DOCUMENT SECTION:
--- BEGIN ---

Although red hot in the States and its native Mexico, tequila has yet to take off in international duty free, but travel retailer Dufry must be given credit for its great range of tequilas at major Mexican airports, especially its fun and colourful Tequileria store concept at Cancùn airport. It stocks the ultra-premium Don Julio Real at $271, an Extra Añejo tequila aged for three to five years in American oak barrels, an outstanding sipping tequila with layers of caramel, chocolate and almond, as well as Herradura Selección Suprema at $220, an award-winning Extra Añejo with oak, baked agave and sweet spice notes on the palate, and a long, dry spicy finish.

Finally, I advise you to step out of your comfort zone. Travel should broaden your palate as much as your mind. Airport stores are often brilliant showcases for traditional spirits. Thus Amsterdam Schiphol stocks an excellent assortment of Dutch genevers and liqueurs; Metaxa brandy and Plomari ouzo rule the roost at Athens airport, while Hungarian herbal liqueur Zwack Unicum plays the starring role at Budapest airport.

These local stars make great gifts for friends and family back home and are often presented in limited edition bottles and gift packs. Wouldn’t you rather pick a beautifully decorated bottle of limoncello at Naples airport than a cut price bottle of Smirnoff vodka? I know I would.

--- END ---

SUPPLIED INFORMATION:
--- BEGIN ---

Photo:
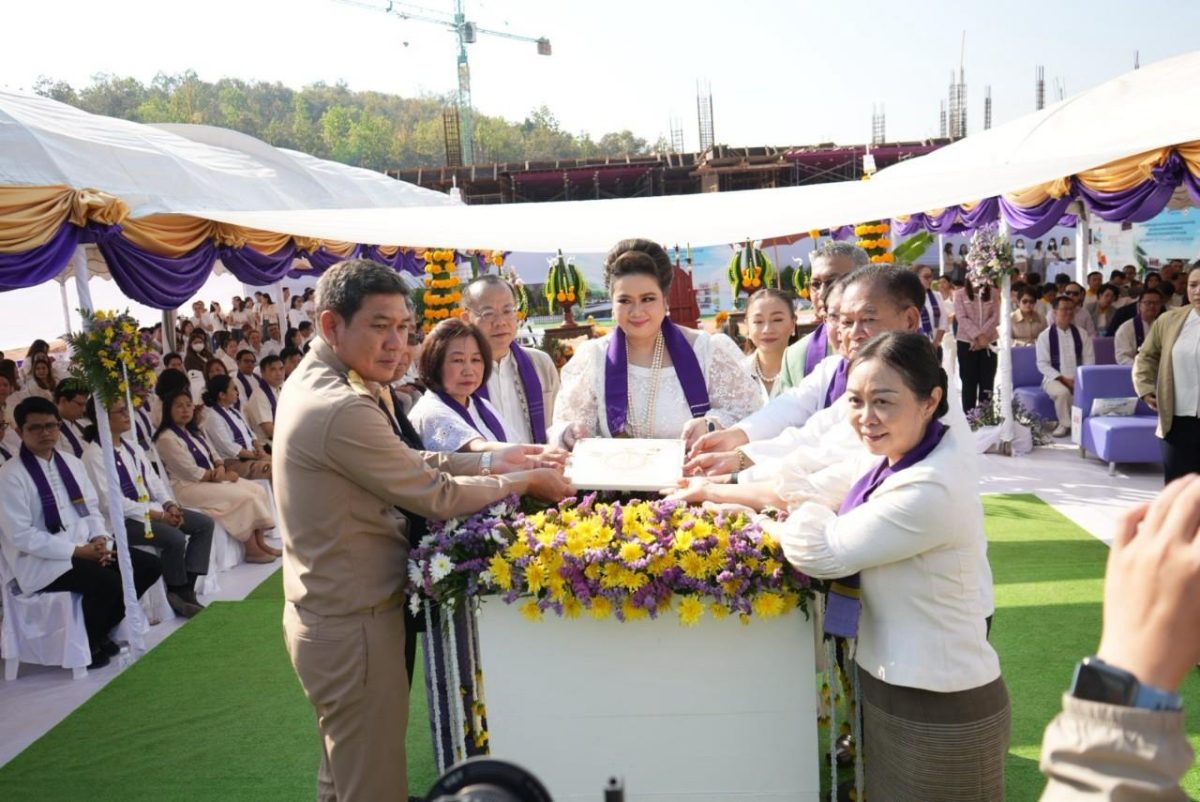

--- END ---

EXERCISE SET:
a – Using the airport spirits text, answer the following:
(i) What is the price of Don Julio Real?
(ii) Which airport stocks an assortment of Dutch genevers and liqueurs?
(iii) What kind of bottle does the writer suggest picking at Naples airport?
b – List every airport that the airport spirits text names individually.

RESULTS FOR THE EXERCISE:
a –
(i) $271
(ii) Amsterdam Schiphol
(iii) A beautifully decorated bottle of limoncello

b – Cancùn airport, Amsterdam Schiphol, Athens airport, Budapest airport, Naples airport